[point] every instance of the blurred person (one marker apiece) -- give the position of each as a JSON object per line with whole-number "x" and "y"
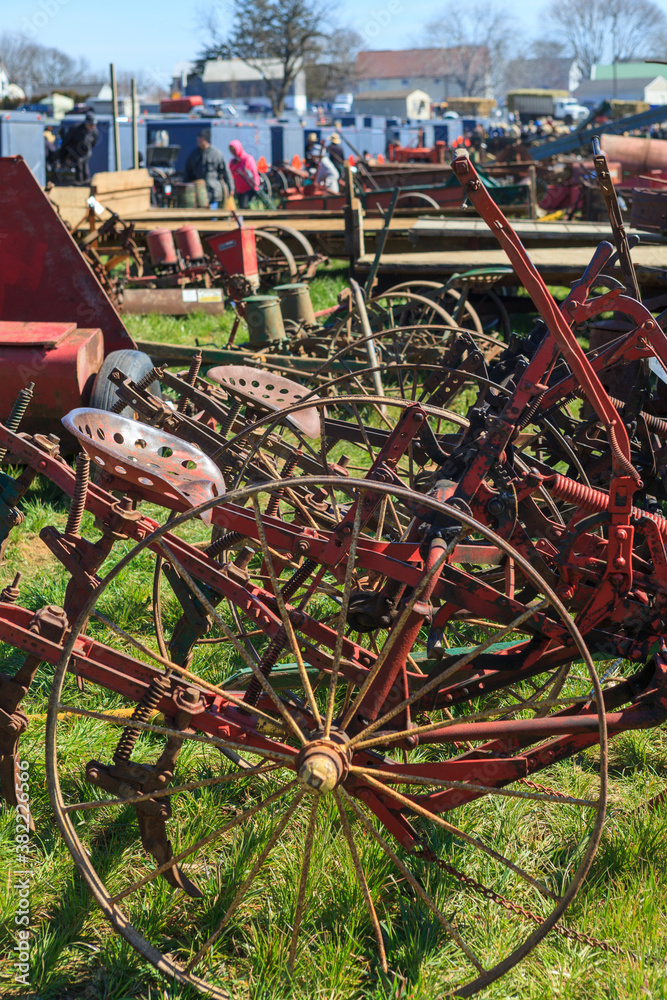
{"x": 245, "y": 173}
{"x": 327, "y": 176}
{"x": 208, "y": 164}
{"x": 77, "y": 147}
{"x": 335, "y": 152}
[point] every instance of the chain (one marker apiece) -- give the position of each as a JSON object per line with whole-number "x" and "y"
{"x": 428, "y": 855}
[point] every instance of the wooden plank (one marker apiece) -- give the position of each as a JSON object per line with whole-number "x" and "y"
{"x": 68, "y": 197}
{"x": 120, "y": 180}
{"x": 557, "y": 265}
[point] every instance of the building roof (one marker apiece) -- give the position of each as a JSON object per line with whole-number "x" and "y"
{"x": 388, "y": 95}
{"x": 629, "y": 71}
{"x": 386, "y": 64}
{"x": 227, "y": 70}
{"x": 626, "y": 89}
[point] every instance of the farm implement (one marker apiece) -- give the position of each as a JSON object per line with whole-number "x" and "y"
{"x": 372, "y": 609}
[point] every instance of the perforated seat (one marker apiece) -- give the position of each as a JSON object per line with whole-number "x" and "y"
{"x": 270, "y": 392}
{"x": 162, "y": 468}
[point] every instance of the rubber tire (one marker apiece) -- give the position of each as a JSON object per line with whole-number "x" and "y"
{"x": 134, "y": 364}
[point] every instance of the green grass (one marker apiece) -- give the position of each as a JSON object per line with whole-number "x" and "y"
{"x": 76, "y": 954}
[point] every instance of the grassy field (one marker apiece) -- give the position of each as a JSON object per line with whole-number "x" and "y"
{"x": 75, "y": 953}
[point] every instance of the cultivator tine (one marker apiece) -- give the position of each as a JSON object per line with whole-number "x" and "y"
{"x": 380, "y": 588}
{"x": 152, "y": 817}
{"x": 11, "y": 785}
{"x": 616, "y": 221}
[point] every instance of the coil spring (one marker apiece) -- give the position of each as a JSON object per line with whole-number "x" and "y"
{"x": 531, "y": 411}
{"x": 154, "y": 375}
{"x": 157, "y": 689}
{"x": 288, "y": 468}
{"x": 654, "y": 423}
{"x": 224, "y": 542}
{"x": 266, "y": 665}
{"x": 17, "y": 412}
{"x": 190, "y": 378}
{"x": 279, "y": 641}
{"x": 591, "y": 499}
{"x": 232, "y": 414}
{"x": 78, "y": 504}
{"x": 10, "y": 594}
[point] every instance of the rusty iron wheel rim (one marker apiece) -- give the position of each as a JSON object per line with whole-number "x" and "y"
{"x": 137, "y": 940}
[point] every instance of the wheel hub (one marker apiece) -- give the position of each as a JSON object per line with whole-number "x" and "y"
{"x": 323, "y": 763}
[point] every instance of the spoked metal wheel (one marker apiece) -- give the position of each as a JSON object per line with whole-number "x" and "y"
{"x": 373, "y": 787}
{"x": 276, "y": 262}
{"x": 447, "y": 298}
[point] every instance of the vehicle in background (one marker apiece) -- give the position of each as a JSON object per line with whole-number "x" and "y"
{"x": 343, "y": 104}
{"x": 259, "y": 106}
{"x": 529, "y": 104}
{"x": 222, "y": 109}
{"x": 181, "y": 105}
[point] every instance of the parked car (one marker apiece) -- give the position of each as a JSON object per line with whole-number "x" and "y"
{"x": 223, "y": 109}
{"x": 343, "y": 104}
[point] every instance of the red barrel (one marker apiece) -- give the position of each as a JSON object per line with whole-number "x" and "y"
{"x": 188, "y": 242}
{"x": 161, "y": 247}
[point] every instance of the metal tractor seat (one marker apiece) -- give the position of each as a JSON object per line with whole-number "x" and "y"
{"x": 160, "y": 467}
{"x": 265, "y": 390}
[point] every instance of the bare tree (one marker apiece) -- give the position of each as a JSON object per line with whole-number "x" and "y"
{"x": 274, "y": 37}
{"x": 37, "y": 68}
{"x": 544, "y": 64}
{"x": 331, "y": 69}
{"x": 476, "y": 37}
{"x": 606, "y": 30}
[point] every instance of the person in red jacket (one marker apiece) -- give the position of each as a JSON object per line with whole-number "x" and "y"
{"x": 245, "y": 173}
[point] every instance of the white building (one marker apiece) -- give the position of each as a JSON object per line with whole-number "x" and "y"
{"x": 415, "y": 104}
{"x": 438, "y": 72}
{"x": 235, "y": 80}
{"x": 8, "y": 90}
{"x": 630, "y": 81}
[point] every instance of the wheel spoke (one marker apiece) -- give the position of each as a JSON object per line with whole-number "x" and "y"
{"x": 287, "y": 624}
{"x": 207, "y": 685}
{"x": 487, "y": 713}
{"x": 395, "y": 632}
{"x": 174, "y": 790}
{"x": 457, "y": 832}
{"x": 241, "y": 891}
{"x": 342, "y": 618}
{"x": 421, "y": 892}
{"x": 185, "y": 576}
{"x": 361, "y": 879}
{"x": 116, "y": 720}
{"x": 462, "y": 662}
{"x": 303, "y": 881}
{"x": 417, "y": 779}
{"x": 204, "y": 841}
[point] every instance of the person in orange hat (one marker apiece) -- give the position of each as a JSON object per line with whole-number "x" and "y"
{"x": 335, "y": 152}
{"x": 245, "y": 173}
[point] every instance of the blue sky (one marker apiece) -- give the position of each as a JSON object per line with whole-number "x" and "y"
{"x": 151, "y": 37}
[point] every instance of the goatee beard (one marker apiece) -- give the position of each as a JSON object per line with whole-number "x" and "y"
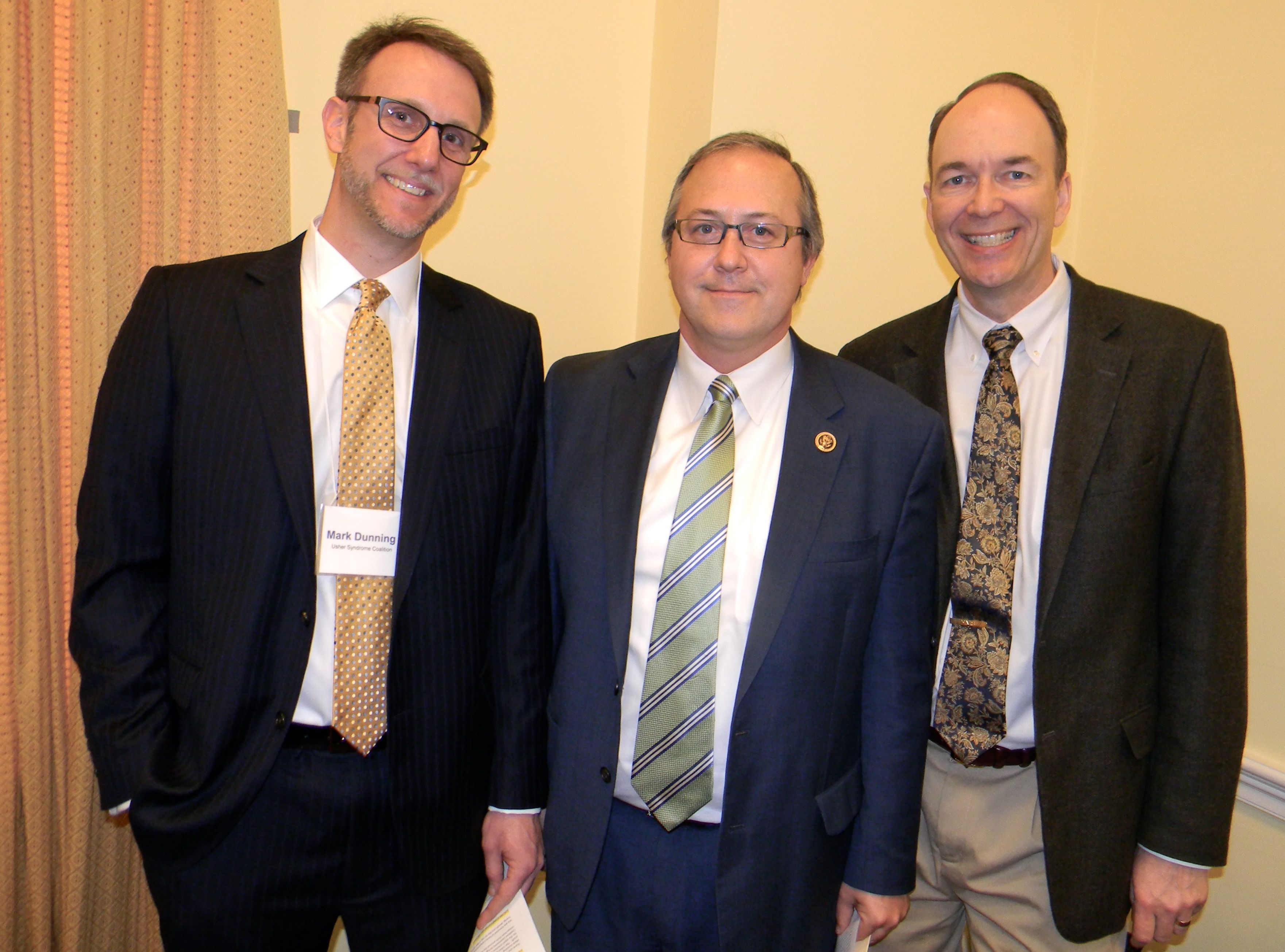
{"x": 359, "y": 189}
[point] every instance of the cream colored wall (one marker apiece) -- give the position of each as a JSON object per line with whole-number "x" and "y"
{"x": 1177, "y": 155}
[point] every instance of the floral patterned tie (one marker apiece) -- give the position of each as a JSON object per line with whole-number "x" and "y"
{"x": 364, "y": 604}
{"x": 969, "y": 713}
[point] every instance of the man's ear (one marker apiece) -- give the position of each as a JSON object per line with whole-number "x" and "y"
{"x": 1063, "y": 201}
{"x": 335, "y": 124}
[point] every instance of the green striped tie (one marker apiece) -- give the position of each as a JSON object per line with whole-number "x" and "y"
{"x": 675, "y": 749}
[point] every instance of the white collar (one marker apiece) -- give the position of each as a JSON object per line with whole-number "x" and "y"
{"x": 1038, "y": 321}
{"x": 757, "y": 383}
{"x": 332, "y": 274}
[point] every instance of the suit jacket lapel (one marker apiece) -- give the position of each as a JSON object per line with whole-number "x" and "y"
{"x": 815, "y": 406}
{"x": 270, "y": 315}
{"x": 1090, "y": 387}
{"x": 923, "y": 375}
{"x": 633, "y": 417}
{"x": 439, "y": 354}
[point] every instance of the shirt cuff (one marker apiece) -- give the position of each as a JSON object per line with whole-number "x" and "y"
{"x": 1176, "y": 863}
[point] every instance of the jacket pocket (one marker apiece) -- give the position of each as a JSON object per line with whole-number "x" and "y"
{"x": 1139, "y": 730}
{"x": 841, "y": 802}
{"x": 183, "y": 680}
{"x": 1129, "y": 480}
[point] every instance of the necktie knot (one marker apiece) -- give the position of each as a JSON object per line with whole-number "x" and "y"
{"x": 373, "y": 293}
{"x": 723, "y": 390}
{"x": 1000, "y": 342}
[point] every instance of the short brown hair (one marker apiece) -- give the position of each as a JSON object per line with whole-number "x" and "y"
{"x": 809, "y": 210}
{"x": 1043, "y": 97}
{"x": 363, "y": 48}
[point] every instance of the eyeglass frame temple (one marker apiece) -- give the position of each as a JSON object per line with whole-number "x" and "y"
{"x": 432, "y": 124}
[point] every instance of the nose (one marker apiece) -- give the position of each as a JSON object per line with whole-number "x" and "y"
{"x": 732, "y": 252}
{"x": 986, "y": 200}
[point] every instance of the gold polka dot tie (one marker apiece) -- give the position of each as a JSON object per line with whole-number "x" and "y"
{"x": 364, "y": 604}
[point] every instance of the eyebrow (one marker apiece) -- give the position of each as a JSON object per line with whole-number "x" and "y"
{"x": 715, "y": 214}
{"x": 1009, "y": 161}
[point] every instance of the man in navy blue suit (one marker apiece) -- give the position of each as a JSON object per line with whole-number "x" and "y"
{"x": 743, "y": 541}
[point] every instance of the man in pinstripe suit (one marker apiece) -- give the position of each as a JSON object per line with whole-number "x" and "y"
{"x": 295, "y": 747}
{"x": 742, "y": 536}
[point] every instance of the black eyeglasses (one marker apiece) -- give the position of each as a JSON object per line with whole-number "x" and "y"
{"x": 753, "y": 234}
{"x": 408, "y": 124}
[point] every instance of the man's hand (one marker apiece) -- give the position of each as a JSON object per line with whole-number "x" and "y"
{"x": 1166, "y": 898}
{"x": 879, "y": 914}
{"x": 514, "y": 839}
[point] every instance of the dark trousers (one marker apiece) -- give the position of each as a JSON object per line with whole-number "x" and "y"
{"x": 653, "y": 892}
{"x": 317, "y": 843}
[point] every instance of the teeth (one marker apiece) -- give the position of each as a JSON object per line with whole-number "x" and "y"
{"x": 405, "y": 187}
{"x": 992, "y": 239}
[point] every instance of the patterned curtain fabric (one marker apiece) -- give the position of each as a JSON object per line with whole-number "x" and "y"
{"x": 132, "y": 133}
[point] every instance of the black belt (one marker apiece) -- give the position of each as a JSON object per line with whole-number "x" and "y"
{"x": 302, "y": 737}
{"x": 685, "y": 823}
{"x": 995, "y": 757}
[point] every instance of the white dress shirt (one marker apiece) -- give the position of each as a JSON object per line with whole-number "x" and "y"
{"x": 329, "y": 300}
{"x": 759, "y": 416}
{"x": 1038, "y": 365}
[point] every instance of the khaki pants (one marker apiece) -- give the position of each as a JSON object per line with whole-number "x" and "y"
{"x": 981, "y": 875}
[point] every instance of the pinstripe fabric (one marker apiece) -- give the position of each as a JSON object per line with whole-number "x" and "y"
{"x": 674, "y": 755}
{"x": 196, "y": 582}
{"x": 318, "y": 843}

▶ _STATED TASK_: Repeat exactly, and only, the lines of the records above, starting with the line that contains "[point] every instance of the man in pinstripe" and ending with the final line, both included.

▶ _EXPECTED ANSWER_:
[point] every instance of the man in pinstripe suit (one marker apiece) -- give the position of each as a JSON object per line with whole-number "x" and "y"
{"x": 295, "y": 747}
{"x": 742, "y": 536}
[point] every instance of the black eyeglasses (one marker apiece) -- give the position of each as a JSON object per line with whole-number "x" and "y"
{"x": 753, "y": 234}
{"x": 408, "y": 124}
[point] every instance of the man's hand (one marker apiece) -- give the position of each as a JSON object per line with whole-number "x" and "y"
{"x": 1166, "y": 898}
{"x": 879, "y": 914}
{"x": 514, "y": 839}
[point] every instance of the dark trousers (one marker apiece) -- give the position of each as a JSON object per line with whole-number "x" and "y"
{"x": 653, "y": 892}
{"x": 317, "y": 843}
[point] every instance of the teeth (one marker apiece) -- give the position of each as a JSON object per line with whole-number "x" and "y"
{"x": 405, "y": 187}
{"x": 992, "y": 239}
[point] every instance of the patterned curtain fabric (one marker apiece) -- give the position of each as a JSON object per line with whole-number "x" and "y"
{"x": 132, "y": 133}
[point] every instance of the black belt (one marker apiece) -- give the position of each as a JSON object per line with whole-number "x" and "y"
{"x": 302, "y": 737}
{"x": 685, "y": 823}
{"x": 995, "y": 757}
[point] every instance of the white dress shirt (one marker apiece) -- give the position of each as a JSON object per line with whole-number "x" and "y"
{"x": 329, "y": 300}
{"x": 759, "y": 416}
{"x": 1038, "y": 365}
[point] every instance of the khaki pants (one marker apiece) -- give the position of each as a JSON object per line with whole-number "x" and "y"
{"x": 981, "y": 875}
[point] every instance of the pinstripe fabric (one marker apiece) -- give the position of each as a JSON object per line with whole-number "x" and "y"
{"x": 674, "y": 755}
{"x": 196, "y": 582}
{"x": 318, "y": 843}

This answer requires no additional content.